Rows of box annotation data:
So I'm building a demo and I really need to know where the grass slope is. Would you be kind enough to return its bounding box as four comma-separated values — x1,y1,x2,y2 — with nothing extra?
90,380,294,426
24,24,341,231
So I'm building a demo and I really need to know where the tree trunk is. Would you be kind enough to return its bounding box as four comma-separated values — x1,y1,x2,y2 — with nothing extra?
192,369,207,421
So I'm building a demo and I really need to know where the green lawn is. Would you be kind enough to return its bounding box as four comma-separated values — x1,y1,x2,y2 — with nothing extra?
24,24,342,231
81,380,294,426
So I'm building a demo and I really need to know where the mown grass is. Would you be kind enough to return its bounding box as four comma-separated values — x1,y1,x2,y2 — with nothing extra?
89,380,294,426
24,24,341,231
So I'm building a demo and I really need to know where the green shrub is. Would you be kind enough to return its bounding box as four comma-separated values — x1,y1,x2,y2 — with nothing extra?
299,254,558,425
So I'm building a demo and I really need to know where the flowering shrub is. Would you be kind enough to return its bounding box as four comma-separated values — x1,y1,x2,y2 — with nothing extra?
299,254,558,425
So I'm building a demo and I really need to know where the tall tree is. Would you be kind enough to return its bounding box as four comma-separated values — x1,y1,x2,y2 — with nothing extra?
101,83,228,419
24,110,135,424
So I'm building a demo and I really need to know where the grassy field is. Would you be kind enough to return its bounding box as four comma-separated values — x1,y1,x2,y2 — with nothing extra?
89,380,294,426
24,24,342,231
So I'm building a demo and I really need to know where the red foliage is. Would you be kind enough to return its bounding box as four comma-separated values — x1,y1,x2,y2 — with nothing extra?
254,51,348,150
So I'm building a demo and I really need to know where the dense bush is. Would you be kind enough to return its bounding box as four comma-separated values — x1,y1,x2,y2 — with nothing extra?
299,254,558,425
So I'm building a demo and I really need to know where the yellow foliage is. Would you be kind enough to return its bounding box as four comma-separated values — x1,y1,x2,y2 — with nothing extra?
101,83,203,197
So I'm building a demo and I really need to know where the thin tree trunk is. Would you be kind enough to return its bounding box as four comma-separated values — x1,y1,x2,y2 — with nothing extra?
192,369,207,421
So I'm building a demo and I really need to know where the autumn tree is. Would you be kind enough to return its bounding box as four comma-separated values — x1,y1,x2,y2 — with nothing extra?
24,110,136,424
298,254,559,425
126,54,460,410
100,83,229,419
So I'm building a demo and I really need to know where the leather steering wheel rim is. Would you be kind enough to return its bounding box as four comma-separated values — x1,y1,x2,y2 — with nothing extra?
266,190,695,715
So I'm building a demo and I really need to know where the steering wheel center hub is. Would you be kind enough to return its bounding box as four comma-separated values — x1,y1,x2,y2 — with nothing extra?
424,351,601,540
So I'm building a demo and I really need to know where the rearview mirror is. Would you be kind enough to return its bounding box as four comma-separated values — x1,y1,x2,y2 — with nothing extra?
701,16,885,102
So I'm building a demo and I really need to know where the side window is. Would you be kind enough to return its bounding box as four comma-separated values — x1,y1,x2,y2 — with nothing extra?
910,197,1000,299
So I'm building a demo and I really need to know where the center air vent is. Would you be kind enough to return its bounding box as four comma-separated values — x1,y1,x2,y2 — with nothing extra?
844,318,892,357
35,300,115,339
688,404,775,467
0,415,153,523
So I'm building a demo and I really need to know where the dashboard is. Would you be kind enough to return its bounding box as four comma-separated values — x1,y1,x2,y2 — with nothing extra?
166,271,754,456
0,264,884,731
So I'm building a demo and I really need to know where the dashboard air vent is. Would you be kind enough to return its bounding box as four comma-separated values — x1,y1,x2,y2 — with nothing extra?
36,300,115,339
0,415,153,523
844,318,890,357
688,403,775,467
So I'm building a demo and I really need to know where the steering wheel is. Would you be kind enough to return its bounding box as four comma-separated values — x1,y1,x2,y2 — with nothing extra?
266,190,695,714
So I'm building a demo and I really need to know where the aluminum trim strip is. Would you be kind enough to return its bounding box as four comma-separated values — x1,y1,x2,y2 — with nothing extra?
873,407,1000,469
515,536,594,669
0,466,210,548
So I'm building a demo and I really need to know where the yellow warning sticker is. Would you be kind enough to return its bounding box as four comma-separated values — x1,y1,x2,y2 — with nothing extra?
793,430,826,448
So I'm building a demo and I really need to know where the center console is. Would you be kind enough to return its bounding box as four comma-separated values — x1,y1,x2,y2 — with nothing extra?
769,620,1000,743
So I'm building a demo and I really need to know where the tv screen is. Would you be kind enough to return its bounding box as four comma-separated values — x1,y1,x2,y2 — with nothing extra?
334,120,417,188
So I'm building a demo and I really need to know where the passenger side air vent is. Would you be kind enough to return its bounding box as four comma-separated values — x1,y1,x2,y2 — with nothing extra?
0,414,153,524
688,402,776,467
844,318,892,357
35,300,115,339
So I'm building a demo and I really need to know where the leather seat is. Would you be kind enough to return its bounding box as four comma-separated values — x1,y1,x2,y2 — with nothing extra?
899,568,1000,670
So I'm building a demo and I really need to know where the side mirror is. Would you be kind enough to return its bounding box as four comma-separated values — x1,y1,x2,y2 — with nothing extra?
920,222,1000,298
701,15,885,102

Instructions for the task: Rewrite the listing from the line with "the center console" through its final line, renaming "leather seat" to "driver seat" and keeping everything else unchanged.

Response:
So I'm building a demo and I really need to know where the center console is. Would you be kind enough to return its bounding box as four comma-separated values — x1,y1,x2,y2 — with nothing extra?
769,620,1000,743
So I'm building a demo and I really need to know where the tv screen is. Would you be kind enough to return its bounding box as four comma-separated values — x1,y1,x2,y2 — with nothing extra?
334,120,417,188
So I'm building a demo and I really need to know where the passenger side air vent is. Would you be kind enough to return its bounding box as four comma-separated values — x1,y1,x2,y2 — with nothing extra?
0,414,153,524
688,402,776,467
844,318,892,357
35,300,115,339
So I'm building a demo and I really need to know where the driver seat is. Would you be kind enough to return its bounding box as four comma-separated values — x1,y1,x2,y2 — with nothing extra?
899,568,1000,670
So I'm building a demo and I really need to know where the side mirror is. Would you be kind enough to return its bounding box as four comma-separated values — x1,y1,x2,y2 — with nothing extra?
920,222,1000,298
701,15,885,102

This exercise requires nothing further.